Stated problem: Reproduce each of the entries below verbatim, character for character.

# START OF Information provided

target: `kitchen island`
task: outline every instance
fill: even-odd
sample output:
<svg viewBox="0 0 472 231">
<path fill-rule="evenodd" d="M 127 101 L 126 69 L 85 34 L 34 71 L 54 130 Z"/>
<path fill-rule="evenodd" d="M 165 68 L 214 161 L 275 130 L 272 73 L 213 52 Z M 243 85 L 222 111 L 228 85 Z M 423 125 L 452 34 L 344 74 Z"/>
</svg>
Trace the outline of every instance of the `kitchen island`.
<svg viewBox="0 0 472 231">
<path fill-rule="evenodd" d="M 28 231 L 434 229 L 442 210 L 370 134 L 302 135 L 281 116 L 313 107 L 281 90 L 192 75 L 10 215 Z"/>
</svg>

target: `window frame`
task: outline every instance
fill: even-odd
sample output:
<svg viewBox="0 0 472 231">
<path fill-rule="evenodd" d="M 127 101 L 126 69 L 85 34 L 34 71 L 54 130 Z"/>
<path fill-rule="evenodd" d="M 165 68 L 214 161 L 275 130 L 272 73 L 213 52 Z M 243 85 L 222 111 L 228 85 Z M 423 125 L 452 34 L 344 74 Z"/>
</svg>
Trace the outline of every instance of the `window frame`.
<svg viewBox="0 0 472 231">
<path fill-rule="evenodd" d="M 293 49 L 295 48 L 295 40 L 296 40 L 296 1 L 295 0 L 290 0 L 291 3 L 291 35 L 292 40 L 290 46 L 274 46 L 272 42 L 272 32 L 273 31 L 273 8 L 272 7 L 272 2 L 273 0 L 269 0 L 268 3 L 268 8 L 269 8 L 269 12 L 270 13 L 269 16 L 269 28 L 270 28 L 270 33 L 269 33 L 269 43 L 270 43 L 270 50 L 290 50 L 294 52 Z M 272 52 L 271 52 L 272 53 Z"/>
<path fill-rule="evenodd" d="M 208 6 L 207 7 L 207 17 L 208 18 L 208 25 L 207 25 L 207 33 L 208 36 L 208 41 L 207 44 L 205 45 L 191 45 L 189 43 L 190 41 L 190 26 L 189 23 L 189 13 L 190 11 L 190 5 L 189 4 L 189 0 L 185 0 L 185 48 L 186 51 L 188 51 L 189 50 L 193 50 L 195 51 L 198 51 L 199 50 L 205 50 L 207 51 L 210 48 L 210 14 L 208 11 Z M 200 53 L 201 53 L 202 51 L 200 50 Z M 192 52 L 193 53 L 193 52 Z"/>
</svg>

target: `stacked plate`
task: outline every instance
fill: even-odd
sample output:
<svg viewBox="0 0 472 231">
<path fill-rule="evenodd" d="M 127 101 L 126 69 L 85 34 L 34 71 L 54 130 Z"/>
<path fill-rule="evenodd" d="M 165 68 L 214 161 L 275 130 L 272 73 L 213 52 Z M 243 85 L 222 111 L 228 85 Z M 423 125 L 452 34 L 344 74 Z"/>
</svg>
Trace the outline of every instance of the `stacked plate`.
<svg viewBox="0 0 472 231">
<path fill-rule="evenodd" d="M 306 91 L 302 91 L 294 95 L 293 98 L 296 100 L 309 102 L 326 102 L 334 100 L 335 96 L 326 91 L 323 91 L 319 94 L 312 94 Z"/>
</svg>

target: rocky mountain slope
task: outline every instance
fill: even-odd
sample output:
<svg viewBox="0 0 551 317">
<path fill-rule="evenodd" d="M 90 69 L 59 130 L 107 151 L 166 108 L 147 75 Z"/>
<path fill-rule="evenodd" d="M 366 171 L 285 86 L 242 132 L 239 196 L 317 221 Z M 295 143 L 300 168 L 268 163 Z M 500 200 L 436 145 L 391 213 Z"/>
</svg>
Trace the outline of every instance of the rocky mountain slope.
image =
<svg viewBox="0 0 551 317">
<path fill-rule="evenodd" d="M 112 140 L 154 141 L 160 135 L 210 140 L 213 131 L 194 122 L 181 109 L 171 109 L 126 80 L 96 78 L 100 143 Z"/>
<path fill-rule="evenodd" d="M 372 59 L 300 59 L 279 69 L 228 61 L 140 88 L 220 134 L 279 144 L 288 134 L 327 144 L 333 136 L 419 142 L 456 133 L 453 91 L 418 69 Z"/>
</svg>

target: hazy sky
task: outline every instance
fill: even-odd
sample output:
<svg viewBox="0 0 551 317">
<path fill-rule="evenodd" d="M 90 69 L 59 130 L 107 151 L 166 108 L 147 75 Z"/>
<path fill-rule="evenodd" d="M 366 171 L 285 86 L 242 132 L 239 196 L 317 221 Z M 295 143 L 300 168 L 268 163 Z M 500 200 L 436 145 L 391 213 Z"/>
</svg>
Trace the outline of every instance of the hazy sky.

# END OF Information provided

Answer in full:
target: `kitchen island`
task: outline every instance
fill: even-odd
sample output:
<svg viewBox="0 0 472 231">
<path fill-rule="evenodd" d="M 127 101 L 126 69 L 85 34 L 34 71 L 54 130 Z"/>
<path fill-rule="evenodd" d="M 165 68 L 214 161 L 275 130 L 272 73 L 213 52 Z M 243 85 L 222 111 L 228 85 Z M 423 125 L 452 34 L 344 74 Z"/>
</svg>
Trace the outline of every instance of the `kitchen island`.
<svg viewBox="0 0 472 231">
<path fill-rule="evenodd" d="M 28 231 L 434 229 L 442 210 L 370 134 L 302 135 L 281 116 L 313 107 L 281 90 L 192 75 L 10 215 Z"/>
</svg>

target: `window frame`
task: outline every instance
fill: even-odd
sample output:
<svg viewBox="0 0 472 231">
<path fill-rule="evenodd" d="M 127 101 L 126 69 L 85 34 L 34 71 L 54 130 Z"/>
<path fill-rule="evenodd" d="M 165 68 L 214 161 L 275 130 L 272 73 L 213 52 Z M 243 85 L 222 111 L 228 85 Z M 423 125 L 452 34 L 344 74 Z"/>
</svg>
Trace the outline of every instance of the `window frame`.
<svg viewBox="0 0 472 231">
<path fill-rule="evenodd" d="M 293 49 L 295 48 L 295 40 L 296 40 L 296 1 L 295 0 L 290 0 L 291 3 L 291 35 L 292 40 L 290 46 L 274 46 L 272 42 L 272 32 L 273 31 L 273 8 L 272 7 L 272 2 L 273 0 L 269 0 L 268 3 L 268 8 L 269 8 L 269 12 L 270 13 L 269 16 L 269 28 L 270 28 L 270 33 L 269 33 L 269 43 L 270 43 L 270 50 L 290 50 L 294 52 Z M 272 52 L 271 52 L 272 53 Z"/>
<path fill-rule="evenodd" d="M 208 6 L 207 7 L 207 17 L 208 18 L 208 25 L 207 25 L 207 33 L 208 36 L 208 41 L 207 44 L 205 45 L 191 45 L 189 43 L 190 41 L 190 26 L 189 23 L 189 13 L 190 11 L 190 5 L 189 4 L 189 0 L 185 0 L 185 48 L 186 51 L 188 51 L 189 50 L 193 50 L 195 51 L 198 51 L 199 50 L 205 50 L 207 51 L 210 48 L 210 14 L 208 11 Z M 200 53 L 201 53 L 202 51 L 200 50 Z M 192 52 L 193 53 L 193 52 Z"/>
</svg>

target: `stacked plate`
task: outline every instance
fill: even-odd
sample output:
<svg viewBox="0 0 472 231">
<path fill-rule="evenodd" d="M 127 101 L 126 69 L 85 34 L 34 71 L 54 130 Z"/>
<path fill-rule="evenodd" d="M 165 68 L 214 161 L 275 130 L 272 73 L 213 52 Z M 243 85 L 222 111 L 228 85 Z M 423 125 L 452 34 L 344 74 Z"/>
</svg>
Trace the outline of every instance of the `stacked plate`.
<svg viewBox="0 0 472 231">
<path fill-rule="evenodd" d="M 306 91 L 302 91 L 294 95 L 293 98 L 296 100 L 309 102 L 326 102 L 334 100 L 335 96 L 326 91 L 323 91 L 319 94 L 312 94 Z"/>
</svg>

target: rocky mountain slope
task: outline every instance
fill: even-odd
sample output:
<svg viewBox="0 0 551 317">
<path fill-rule="evenodd" d="M 90 69 L 59 130 L 107 151 L 166 108 L 147 75 Z"/>
<path fill-rule="evenodd" d="M 366 171 L 285 86 L 242 132 L 239 196 L 317 221 Z M 295 143 L 300 168 L 268 163 Z M 500 200 L 436 145 L 391 213 Z"/>
</svg>
Trace the outline of every instance of the rocky mountain slope.
image =
<svg viewBox="0 0 551 317">
<path fill-rule="evenodd" d="M 112 140 L 154 141 L 160 135 L 210 140 L 213 131 L 194 122 L 181 109 L 171 109 L 126 80 L 96 78 L 100 143 Z"/>
<path fill-rule="evenodd" d="M 372 59 L 300 59 L 279 69 L 228 61 L 140 88 L 220 134 L 279 144 L 288 134 L 327 144 L 333 136 L 419 142 L 456 133 L 453 91 L 418 69 Z"/>
</svg>

target: hazy sky
task: outline every instance
fill: even-odd
sample output:
<svg viewBox="0 0 551 317">
<path fill-rule="evenodd" d="M 90 69 L 59 130 L 107 151 L 166 108 L 147 75 Z"/>
<path fill-rule="evenodd" d="M 366 171 L 285 86 L 242 132 L 239 196 L 317 221 Z M 295 143 L 300 168 L 268 163 Z M 500 200 L 436 145 L 391 213 Z"/>
</svg>
Trace the outline of every instance of the hazy sky.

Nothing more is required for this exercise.